• [Given task] Copy the stretch from the line containing "Please place a point on the orange" through the last of the lines below, requests included, and offset every point coordinate in the answers by -109.

• [Image point annotation lines]
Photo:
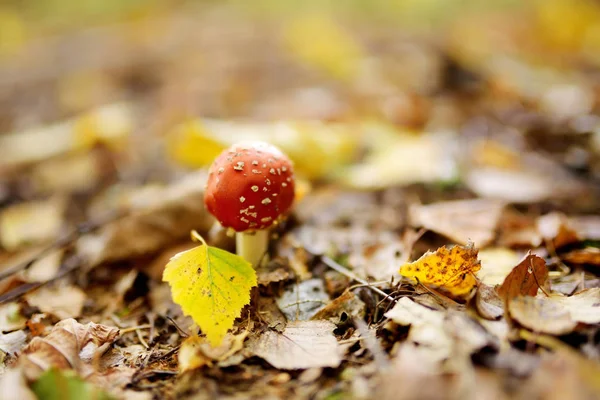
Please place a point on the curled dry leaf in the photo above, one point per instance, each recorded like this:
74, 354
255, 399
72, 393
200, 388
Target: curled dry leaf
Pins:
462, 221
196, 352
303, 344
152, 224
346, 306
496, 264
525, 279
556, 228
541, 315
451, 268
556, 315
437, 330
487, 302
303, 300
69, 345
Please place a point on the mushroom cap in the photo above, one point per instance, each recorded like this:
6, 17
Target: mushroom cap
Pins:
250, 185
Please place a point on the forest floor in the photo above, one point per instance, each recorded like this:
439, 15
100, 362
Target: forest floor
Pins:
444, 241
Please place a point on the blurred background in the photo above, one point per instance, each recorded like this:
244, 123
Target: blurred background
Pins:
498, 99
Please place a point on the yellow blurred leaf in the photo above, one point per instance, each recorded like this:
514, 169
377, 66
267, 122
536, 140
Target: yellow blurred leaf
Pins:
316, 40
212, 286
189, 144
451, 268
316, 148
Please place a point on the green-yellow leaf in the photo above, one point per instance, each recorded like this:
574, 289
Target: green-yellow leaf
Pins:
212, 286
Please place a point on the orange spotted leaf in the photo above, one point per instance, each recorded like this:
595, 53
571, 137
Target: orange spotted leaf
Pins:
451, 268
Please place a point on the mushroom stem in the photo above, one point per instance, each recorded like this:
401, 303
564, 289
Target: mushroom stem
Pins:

• [Correct result]
Please place a point on the orange spotted leaf in the photo above, one point per instance, each recorded like this:
595, 53
571, 137
Target: orange spotted leaf
Pins:
342, 159
Please place a point on the mushroom stem in the photo above, one point per instance, each recorded like this:
401, 303
564, 289
Target: mushroom stem
Pins:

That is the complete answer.